WORK TASK
Output all the data exactly.

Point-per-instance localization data
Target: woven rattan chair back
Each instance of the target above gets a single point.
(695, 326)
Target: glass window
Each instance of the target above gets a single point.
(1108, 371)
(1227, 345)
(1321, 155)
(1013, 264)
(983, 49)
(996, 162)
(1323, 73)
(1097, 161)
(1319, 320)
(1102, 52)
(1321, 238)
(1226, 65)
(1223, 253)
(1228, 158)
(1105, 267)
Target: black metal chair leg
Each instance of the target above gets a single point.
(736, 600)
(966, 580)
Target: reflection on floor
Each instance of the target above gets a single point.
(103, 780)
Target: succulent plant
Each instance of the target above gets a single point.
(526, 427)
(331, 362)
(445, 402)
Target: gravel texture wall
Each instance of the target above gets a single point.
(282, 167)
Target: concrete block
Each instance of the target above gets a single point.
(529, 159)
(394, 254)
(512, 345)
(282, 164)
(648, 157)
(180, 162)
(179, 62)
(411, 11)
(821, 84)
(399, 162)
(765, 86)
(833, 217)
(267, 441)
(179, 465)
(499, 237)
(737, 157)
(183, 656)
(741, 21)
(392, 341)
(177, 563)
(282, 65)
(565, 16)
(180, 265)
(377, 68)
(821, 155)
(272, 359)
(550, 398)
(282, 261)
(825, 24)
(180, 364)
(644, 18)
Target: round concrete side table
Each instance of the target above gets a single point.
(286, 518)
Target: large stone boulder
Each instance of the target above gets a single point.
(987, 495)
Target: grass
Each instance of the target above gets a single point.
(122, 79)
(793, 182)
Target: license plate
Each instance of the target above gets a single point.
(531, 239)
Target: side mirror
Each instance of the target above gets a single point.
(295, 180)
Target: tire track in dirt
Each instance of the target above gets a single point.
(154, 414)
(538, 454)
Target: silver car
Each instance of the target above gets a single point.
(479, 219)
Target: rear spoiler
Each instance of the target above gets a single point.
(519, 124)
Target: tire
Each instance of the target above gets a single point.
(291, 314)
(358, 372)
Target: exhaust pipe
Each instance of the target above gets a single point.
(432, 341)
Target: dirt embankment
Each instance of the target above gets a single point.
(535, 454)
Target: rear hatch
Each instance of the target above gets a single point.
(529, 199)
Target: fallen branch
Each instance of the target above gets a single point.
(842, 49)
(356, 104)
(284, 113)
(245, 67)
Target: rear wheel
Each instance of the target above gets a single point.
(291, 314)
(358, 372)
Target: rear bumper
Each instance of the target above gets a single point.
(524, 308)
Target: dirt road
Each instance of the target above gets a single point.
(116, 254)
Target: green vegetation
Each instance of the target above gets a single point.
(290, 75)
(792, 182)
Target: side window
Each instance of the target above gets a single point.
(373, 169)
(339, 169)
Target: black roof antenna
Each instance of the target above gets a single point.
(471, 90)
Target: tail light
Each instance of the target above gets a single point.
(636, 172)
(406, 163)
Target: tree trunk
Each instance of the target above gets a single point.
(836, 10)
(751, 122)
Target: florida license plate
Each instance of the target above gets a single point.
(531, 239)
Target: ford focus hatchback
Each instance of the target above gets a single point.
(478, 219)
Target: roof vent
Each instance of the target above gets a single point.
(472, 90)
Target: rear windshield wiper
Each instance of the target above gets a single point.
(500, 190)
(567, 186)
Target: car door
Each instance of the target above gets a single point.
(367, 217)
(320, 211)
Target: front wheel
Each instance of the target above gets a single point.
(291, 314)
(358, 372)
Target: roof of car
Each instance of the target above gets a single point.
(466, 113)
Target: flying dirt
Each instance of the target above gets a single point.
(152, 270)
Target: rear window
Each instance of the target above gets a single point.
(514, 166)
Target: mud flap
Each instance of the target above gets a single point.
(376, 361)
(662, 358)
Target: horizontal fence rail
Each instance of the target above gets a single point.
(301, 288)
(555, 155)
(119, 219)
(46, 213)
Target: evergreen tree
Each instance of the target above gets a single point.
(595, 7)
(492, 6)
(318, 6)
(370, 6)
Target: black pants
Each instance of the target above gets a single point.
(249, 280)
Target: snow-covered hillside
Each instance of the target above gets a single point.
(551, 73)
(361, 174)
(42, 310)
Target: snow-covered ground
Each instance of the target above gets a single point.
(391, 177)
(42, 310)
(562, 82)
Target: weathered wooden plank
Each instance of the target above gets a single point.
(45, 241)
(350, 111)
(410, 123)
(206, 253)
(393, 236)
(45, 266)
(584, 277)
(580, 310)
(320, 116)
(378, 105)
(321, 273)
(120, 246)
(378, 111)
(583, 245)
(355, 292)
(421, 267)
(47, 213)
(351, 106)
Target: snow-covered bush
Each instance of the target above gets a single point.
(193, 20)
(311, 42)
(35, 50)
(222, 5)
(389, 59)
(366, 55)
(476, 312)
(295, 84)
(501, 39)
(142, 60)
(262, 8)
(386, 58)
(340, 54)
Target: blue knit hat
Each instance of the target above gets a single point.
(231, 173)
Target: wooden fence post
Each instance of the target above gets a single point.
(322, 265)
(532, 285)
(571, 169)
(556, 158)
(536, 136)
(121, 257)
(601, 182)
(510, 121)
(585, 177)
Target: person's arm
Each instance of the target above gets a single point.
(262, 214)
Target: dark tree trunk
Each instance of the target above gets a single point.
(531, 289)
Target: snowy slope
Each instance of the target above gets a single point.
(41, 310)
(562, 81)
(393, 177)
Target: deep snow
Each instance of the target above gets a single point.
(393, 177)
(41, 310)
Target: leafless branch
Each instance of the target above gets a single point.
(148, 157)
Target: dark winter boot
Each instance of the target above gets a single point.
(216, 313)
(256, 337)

WRITTEN RESPONSE
Target: woven rattan chair back
Each instance of the target above gets a single point.
(695, 326)
Target: glass window
Each instance of the target above gets a single point.
(1108, 371)
(1227, 345)
(1321, 155)
(1013, 264)
(983, 49)
(996, 162)
(1323, 73)
(1097, 161)
(1319, 320)
(1102, 52)
(1321, 238)
(1226, 65)
(1223, 253)
(1228, 158)
(1105, 267)
Target: black metal chair leg
Each instance of the target above gets a single point.
(736, 600)
(966, 580)
Target: reflection on floor
Each instance of the target above gets a single point.
(103, 780)
Target: succulent plant
Each instance of the target above gets a single point.
(526, 427)
(331, 362)
(445, 402)
Target: gravel texture wall
Each instance of the target above gets a single point.
(282, 167)
Target: concrete block
Each instance of the target above gets a single point.
(529, 159)
(394, 254)
(512, 345)
(282, 164)
(648, 157)
(180, 162)
(179, 62)
(411, 11)
(821, 84)
(399, 162)
(765, 86)
(833, 217)
(267, 441)
(179, 465)
(499, 237)
(737, 157)
(183, 656)
(741, 21)
(392, 341)
(177, 563)
(282, 65)
(565, 16)
(180, 265)
(377, 68)
(821, 155)
(272, 359)
(550, 398)
(282, 261)
(825, 24)
(180, 364)
(644, 18)
Target: round concrete side table
Each instance of the target above gets a single point.
(286, 518)
Target: large stone boulder
Each instance of the target above gets a single point.
(987, 495)
Target: grass
Each instance of the target above gets a single point.
(122, 79)
(793, 182)
Target: license plate
Each instance of the target above gets a single point.
(531, 239)
Target: side mirror
Each instance of the target above gets a single point.
(295, 180)
Target: tire track in dirt
Each instance of the target above gets a single point.
(154, 414)
(538, 454)
Target: silver car
Each instance of the target above gets a single point.
(479, 219)
Target: rear spoiler
Each instance of the target above gets a single point.
(519, 124)
Target: tire
Each instance of the target above gets a single point.
(291, 314)
(358, 372)
Target: exhaust pipe
Each instance of the target above gets a single point.
(432, 341)
Target: dirt embankment
Each instance of the target above gets a single point.
(535, 454)
Target: rear hatch
Each instance of the target above gets a single point.
(529, 199)
Target: fallen branch
Each instance of the target above gets a single point.
(842, 49)
(356, 104)
(284, 113)
(245, 67)
Target: rear wheel
Each instance of the target above gets a single point.
(291, 314)
(358, 372)
Target: rear bumper
Each instance of the target above gets a single point.
(524, 308)
Target: dirt road
Each instance of the target above gets a single point.
(116, 254)
Target: green vegetation
Each instance of the target above gets a single point.
(290, 75)
(792, 182)
Target: side window
Each instance of the target above gets a single point.
(373, 169)
(339, 169)
Target: black roof antenna
Each instance of the target above gets a single point.
(471, 90)
Target: tail light
Each instance of the target above gets a single point.
(636, 172)
(406, 163)
Target: tree trunk
Each instance of the target above gets a single point.
(836, 10)
(751, 122)
Target: florida license plate
Each instance of the target above gets a single point.
(531, 239)
Target: ford focus hatchback
Each instance of the target above gets a single point.
(478, 219)
Target: roof vent
Each instance of the target above gets a single point.
(472, 90)
Target: rear windshield wiper
Each instance of the target above gets a single point.
(500, 190)
(567, 186)
Target: car door
Each instance of the target above gets a single point.
(367, 217)
(320, 211)
Target: front wheel
Each instance of the target above gets a single point.
(291, 314)
(358, 372)
Target: roof of car
Each instance of the target above gets a single point.
(466, 113)
Target: flying dirt
Each instance of the target above gets a single point.
(152, 270)
Target: rear window
Each instance of the target above gets a single point.
(514, 166)
Target: mud flap
Each instance of the target above gets a single point.
(376, 361)
(662, 358)
Target: horizontal fence rail
Each instance of the target above gets a single point.
(301, 288)
(555, 155)
(119, 219)
(46, 213)
Target: evergreen tree
Each instance of the target above gets a single point.
(595, 7)
(492, 6)
(318, 6)
(370, 6)
Target: black pants
Each instance of the target above gets a single point.
(249, 280)
Target: snow-covered hillside
Each instance of the target above gets a single point.
(551, 73)
(361, 174)
(42, 310)
Target: snow-covered ground
Each instance of the target above gets a single point.
(391, 177)
(42, 310)
(562, 82)
Target: weathered wooden plank
Each instance of the target above gets a single point.
(45, 241)
(350, 111)
(410, 123)
(206, 253)
(393, 236)
(45, 266)
(584, 277)
(580, 310)
(320, 116)
(378, 105)
(321, 273)
(120, 246)
(378, 111)
(583, 245)
(355, 292)
(421, 267)
(47, 213)
(351, 106)
Target: snow-covered bush
Each instance of the target above gets a single point.
(193, 20)
(311, 42)
(35, 50)
(222, 5)
(389, 59)
(366, 55)
(476, 312)
(295, 84)
(501, 39)
(142, 60)
(262, 8)
(386, 58)
(340, 54)
Target: blue knit hat
Each instance of the target above gets a single point.
(231, 173)
Target: wooden fence post
Each instance of the target above gets a single point.
(322, 265)
(532, 285)
(571, 169)
(556, 158)
(536, 136)
(121, 257)
(601, 182)
(510, 121)
(585, 177)
Target: person's arm
Each instance of the target above gets a single point.
(262, 214)
Target: dark tree trunk
Each instance of the target above gets a single point.
(531, 289)
Target: snowy slope
Each instance of the target above gets a single point.
(41, 310)
(562, 81)
(393, 177)
Target: deep snow
Each instance of the target above gets a single point.
(393, 177)
(41, 310)
Target: leafless branch
Each instance of the target above gets a single point.
(148, 157)
Target: dark winter boot
Each instance of the target above gets a single point.
(216, 313)
(256, 337)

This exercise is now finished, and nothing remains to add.